**Extrait:**
Troisièmement, si on songe uniquement aux intérêts canadiens, je considère que le retrait pur et simple d’un traité est peu souhaitable puisque cela exclurait le Canada du groupe d’États ayant droit à la coopération et à l’entraide judiciaire en vertu de ces traités, non seulement dans le cas du cannabis, mais aussi pour toutes les drogues visées. En l’absence d’indications claires des responsables de l’application des lois, qui diraient être en mesure d’agir adéquatement sans traités en présence d’autres enjeux relatifs aux stupéfiants, il n’est pas souhaitable de renoncer aux avantages de ces traités.
Quatrièmement, le fait que les traités comportent des éléments d’entraide judiciaire complique la prétendue solution que certains ont avancée d’une renégociation entre quelques pays seulement sur certaines parties des traités. Un exemple de cette idée se trouve dans le communiqué d’un groupe de réflexion néerlandais que certains d’entre nous avons reçu une nuit. Cette notion de modification inter se est reconnue à l’article 41 de la Convention de Vienne sur le droit des traités. Or, ce n’est pas autorisé lorsque la modification irait à l’encontre de l’objectif et du but du traité, ou porterait atteinte à d’autres signataires. Dans notre cas, ces deux conditions posent problème. En raison des dispositions relatives à l’entraide judiciaire, une modification inter se sur un stupéfiant donné porterait atteinte aux droits des autres signataires. J’aborderai l’objectif et le but en guise de conclusion.
Le retrait du traité, suivi d’un retour accompagné d’une réserve, ce qui a été évoqué dans certains mémoires, et où la réserve exclurait les engagements sur le cannabis seulement, permettrait au Canada de demeurer dans le système. Je tiens toutefois à préciser que cette solution risque d’être irrecevable et contestée par d’autres États. Je pense que c’est aussi lié à certains des témoignages que nous venons d’entendre.
Bien que le Canada et les États-Unis bénéficient de réserves dans la Convention de 1971 sur les substances psychotropes — c’est le cas de l’utilisation du mescal par certaines communautés autochtones —, il s’agit d’une réserve mineure qui touche de petites collectivités ciblées. La légalisation à grande échelle d’une drogue très répandue alors que les traités visent justement à imposer des mesures uniformes contre cette drogue serait sans doute incompatible avec l’objectif et le but des traités. Nous venons d’entendre d’autres témoignages en ce sens.
Cela dit, même si rien n’est garanti, tenter d’obtenir une réserve serait peut-être plus honorable et dans l’intérêt supérieur du Canada que de simplement violer les traités. En revanche, il faudrait sans doute repousser la mise en œuvre du projet de loi C-45. Je pense que cela pourrait être raisonnable si le Canada ne souhaite pas enfreindre les traités internationaux plus qu’il ne le faut.
Je pense qu’il serait bon d’envisager à la fois de modifier le projet de loi et d’opter pour des solutions mauvaises plutôt que terribles.
Je vais m’arrêter ici. Je serai heureux d’approfondir ces éléments en réponse aux questions.
La présidente : Merci, monsieur. Nous allons maintenant écouter Kathy Vandergrift.

**Données brutes:**
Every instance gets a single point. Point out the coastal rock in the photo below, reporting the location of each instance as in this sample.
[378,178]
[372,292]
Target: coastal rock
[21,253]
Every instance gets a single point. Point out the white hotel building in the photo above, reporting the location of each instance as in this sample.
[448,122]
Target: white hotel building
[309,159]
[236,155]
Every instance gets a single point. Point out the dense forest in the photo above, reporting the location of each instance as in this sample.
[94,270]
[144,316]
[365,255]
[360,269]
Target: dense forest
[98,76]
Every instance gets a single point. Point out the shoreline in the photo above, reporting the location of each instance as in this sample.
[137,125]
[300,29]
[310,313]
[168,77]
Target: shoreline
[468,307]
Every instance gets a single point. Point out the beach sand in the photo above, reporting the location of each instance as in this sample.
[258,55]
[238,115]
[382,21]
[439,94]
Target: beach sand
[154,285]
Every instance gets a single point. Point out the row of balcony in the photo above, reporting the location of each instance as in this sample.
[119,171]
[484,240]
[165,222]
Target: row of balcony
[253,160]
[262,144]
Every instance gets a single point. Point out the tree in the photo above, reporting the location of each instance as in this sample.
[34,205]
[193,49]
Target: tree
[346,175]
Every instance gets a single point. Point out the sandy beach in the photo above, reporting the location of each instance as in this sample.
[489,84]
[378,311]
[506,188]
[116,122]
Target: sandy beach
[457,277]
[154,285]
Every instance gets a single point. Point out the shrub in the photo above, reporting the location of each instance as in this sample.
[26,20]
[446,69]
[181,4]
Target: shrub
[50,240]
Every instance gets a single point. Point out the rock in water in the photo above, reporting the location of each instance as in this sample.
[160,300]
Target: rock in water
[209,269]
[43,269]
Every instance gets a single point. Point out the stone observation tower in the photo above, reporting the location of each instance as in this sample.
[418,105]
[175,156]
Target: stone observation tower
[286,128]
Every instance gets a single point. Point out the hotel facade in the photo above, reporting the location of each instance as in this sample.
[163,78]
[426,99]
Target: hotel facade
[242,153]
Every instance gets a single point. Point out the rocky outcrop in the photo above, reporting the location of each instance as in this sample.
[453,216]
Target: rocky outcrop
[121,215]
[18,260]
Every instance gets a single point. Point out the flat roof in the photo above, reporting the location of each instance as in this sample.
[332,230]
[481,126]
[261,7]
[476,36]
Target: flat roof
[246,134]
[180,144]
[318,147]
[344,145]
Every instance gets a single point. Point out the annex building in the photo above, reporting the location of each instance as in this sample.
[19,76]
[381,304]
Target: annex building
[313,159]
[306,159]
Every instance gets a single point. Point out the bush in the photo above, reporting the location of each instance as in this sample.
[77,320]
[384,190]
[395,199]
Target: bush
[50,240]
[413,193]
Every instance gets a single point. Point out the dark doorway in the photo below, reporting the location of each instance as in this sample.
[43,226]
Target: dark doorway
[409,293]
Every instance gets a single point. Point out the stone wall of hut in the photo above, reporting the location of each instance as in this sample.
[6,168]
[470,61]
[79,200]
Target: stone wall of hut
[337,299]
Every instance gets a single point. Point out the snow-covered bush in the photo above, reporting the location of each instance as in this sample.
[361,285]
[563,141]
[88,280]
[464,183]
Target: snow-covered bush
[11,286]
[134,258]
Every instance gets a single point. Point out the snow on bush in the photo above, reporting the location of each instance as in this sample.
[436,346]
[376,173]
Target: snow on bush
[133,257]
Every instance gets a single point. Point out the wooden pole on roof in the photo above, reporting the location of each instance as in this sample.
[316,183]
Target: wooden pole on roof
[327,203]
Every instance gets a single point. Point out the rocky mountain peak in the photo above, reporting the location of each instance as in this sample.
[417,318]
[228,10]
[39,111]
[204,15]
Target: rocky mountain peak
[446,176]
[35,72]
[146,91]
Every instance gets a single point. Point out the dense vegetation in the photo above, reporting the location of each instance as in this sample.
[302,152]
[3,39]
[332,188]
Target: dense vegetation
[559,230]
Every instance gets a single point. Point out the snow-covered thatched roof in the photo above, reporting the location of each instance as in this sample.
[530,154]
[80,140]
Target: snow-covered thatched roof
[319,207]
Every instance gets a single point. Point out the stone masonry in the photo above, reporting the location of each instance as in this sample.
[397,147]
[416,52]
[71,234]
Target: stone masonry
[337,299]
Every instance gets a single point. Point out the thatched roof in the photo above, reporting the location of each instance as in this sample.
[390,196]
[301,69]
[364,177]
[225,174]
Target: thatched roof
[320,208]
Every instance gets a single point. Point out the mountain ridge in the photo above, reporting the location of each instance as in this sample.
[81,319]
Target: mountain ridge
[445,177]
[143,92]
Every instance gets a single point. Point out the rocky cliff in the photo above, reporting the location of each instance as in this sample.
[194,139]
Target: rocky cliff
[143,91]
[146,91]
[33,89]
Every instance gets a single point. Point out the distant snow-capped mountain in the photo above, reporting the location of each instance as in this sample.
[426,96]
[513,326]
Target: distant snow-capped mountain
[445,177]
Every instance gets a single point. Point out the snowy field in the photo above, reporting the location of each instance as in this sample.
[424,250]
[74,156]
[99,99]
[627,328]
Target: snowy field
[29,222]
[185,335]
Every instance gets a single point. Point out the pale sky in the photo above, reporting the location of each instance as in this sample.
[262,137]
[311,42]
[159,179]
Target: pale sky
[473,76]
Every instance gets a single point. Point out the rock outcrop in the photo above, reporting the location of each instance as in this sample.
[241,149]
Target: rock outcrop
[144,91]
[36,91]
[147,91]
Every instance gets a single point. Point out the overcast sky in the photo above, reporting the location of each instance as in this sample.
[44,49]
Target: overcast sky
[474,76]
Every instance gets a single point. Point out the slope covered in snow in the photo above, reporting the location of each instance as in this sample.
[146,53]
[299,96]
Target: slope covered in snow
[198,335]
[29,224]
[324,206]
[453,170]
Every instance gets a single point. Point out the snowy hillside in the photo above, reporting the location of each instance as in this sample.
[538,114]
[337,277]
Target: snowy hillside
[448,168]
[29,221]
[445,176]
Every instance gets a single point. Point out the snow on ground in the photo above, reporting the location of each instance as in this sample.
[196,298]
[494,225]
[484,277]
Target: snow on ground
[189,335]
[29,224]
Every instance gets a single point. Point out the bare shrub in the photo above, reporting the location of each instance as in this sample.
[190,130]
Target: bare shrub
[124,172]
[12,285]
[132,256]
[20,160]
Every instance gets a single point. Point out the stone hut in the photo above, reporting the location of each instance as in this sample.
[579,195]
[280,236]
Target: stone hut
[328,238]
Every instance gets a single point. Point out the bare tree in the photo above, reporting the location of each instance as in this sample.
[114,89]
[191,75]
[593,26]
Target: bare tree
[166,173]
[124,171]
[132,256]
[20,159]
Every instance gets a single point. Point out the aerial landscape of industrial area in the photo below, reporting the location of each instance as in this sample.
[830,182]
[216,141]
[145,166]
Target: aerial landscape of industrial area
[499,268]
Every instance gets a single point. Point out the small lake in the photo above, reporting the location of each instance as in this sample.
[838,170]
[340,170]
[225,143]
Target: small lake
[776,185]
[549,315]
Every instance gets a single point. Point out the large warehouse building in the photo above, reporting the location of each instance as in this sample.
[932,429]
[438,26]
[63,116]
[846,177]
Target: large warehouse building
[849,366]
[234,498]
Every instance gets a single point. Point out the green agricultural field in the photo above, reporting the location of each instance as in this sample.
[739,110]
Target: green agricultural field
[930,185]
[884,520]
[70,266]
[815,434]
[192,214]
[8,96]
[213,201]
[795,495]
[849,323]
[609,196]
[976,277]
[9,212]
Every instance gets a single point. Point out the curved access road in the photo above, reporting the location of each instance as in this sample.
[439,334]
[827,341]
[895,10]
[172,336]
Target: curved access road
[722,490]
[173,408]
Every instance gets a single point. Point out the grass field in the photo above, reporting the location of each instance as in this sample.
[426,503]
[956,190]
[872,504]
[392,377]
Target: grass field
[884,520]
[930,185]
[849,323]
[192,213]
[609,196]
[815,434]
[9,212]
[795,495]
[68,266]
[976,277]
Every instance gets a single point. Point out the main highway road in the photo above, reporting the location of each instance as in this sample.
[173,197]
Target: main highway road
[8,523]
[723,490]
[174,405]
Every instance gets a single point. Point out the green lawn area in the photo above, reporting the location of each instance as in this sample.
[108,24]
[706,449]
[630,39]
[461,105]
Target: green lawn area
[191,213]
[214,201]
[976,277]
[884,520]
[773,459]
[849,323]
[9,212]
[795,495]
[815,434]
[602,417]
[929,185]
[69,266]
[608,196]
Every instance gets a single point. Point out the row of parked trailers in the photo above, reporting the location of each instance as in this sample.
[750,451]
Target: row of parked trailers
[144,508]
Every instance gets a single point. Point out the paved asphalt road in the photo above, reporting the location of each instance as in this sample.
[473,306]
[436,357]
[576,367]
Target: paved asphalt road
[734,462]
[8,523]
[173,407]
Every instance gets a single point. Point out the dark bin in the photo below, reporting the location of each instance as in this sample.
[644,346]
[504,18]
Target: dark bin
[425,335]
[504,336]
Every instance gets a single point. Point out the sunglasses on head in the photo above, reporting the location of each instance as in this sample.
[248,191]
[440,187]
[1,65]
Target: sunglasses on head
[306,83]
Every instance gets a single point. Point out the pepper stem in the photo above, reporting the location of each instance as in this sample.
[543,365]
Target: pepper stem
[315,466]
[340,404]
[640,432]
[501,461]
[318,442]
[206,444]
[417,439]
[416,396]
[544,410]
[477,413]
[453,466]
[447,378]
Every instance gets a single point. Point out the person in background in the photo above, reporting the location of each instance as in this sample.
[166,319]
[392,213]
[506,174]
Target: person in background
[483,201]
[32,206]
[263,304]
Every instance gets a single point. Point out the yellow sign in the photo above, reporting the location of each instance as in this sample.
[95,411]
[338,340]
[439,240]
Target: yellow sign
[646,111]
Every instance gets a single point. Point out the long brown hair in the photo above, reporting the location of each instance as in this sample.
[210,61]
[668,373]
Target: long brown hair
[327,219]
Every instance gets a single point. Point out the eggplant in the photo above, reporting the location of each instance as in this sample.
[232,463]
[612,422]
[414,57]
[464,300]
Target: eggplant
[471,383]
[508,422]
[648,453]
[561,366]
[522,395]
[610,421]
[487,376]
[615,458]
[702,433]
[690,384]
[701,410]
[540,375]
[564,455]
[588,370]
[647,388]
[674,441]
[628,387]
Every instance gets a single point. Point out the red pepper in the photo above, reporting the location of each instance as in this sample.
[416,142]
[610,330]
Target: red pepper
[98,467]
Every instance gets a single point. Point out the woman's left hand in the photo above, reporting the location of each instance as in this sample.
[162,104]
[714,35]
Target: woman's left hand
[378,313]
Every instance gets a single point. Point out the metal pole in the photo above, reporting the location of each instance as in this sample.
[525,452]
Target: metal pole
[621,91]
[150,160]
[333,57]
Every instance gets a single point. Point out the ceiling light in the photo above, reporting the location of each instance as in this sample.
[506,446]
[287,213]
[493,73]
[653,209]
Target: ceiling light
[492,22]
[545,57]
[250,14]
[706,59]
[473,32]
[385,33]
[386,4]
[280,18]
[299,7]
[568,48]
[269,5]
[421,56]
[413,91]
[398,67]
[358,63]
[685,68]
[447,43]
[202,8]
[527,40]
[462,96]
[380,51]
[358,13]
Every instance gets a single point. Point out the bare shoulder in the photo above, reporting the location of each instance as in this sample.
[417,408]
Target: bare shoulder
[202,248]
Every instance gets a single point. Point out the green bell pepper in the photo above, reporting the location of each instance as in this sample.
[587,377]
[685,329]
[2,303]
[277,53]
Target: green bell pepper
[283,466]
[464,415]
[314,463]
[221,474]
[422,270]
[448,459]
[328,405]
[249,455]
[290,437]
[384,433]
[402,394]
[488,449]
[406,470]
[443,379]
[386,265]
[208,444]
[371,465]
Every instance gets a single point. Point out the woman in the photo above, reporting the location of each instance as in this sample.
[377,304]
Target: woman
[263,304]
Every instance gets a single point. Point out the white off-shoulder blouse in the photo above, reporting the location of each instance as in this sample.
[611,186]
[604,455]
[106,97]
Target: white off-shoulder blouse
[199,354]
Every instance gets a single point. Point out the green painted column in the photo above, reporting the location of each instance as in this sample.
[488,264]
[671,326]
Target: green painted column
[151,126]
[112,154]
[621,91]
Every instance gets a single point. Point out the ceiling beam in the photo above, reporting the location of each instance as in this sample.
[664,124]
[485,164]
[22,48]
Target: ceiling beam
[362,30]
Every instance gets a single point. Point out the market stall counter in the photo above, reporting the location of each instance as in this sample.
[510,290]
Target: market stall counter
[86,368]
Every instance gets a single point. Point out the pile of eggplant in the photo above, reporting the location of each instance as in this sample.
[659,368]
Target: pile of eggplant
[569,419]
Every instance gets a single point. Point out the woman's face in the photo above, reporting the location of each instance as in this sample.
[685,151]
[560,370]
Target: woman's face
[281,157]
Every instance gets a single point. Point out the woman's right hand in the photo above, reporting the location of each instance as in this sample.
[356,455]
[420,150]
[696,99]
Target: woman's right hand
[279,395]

**Tâches à effectuer:**
- 1) Pour chaque affirmation, indiquez par oui ou par non si elle concorde avec l'extrait, en citant les mots décisifs de celui-ci : (a) Le Canada et les États-Unis bénéficient de réserves dans la Convention de 1971 sur les substances psychotropes. (b) La modification inter se est reconnue à l'article 41 de la Convention de Vienne sur le droit des traités. (c) L'orateur juge souhaitable que le Canada se retire purement et simplement d'un traité.
- 2) Disposez en tableau Markdown, avec les colonnes Numéro et Contenu, les lignes des données brutes allant de celle qui contient « Every instance gets a single point. Point out the woman's face » jusqu'à la dernière ligne de ces données, les deux incluses. Omettez les lignes vides.
L'extrait et les lignes des données brutes n'ont aucun lien entre eux.

**Solutions:**
- 1)
(a) Oui : « Bien que le Canada et les États-Unis bénéficient de réserves dans la Convention de 1971 sur les substances psychotropes »
(b) Oui : « Cette notion de modification inter se est reconnue à l’article 41 de la Convention de Vienne sur le droit des traités. »
(c) Non : « je considère que le retrait pur et simple d’un traité est peu souhaitable »

- 2)
| Numéro | Contenu |
|---|---|
| 1 | Every instance gets a single point. Point out the woman's face in the photo above, reporting the location of each instance as in this sample. |
| 2 | [685,151] |
| 3 | [560,370] |
| 4 | Target: woman's face |
| 5 | [281,157] |
| 6 | Every instance gets a single point. Point out the woman's right hand in the photo above, reporting the location of each instance as in this sample. |
| 7 | [356,455] |
| 8 | [420,150] |
| 9 | [696,99] |
| 10 | Target: woman's right hand |
| 11 | [279,395] |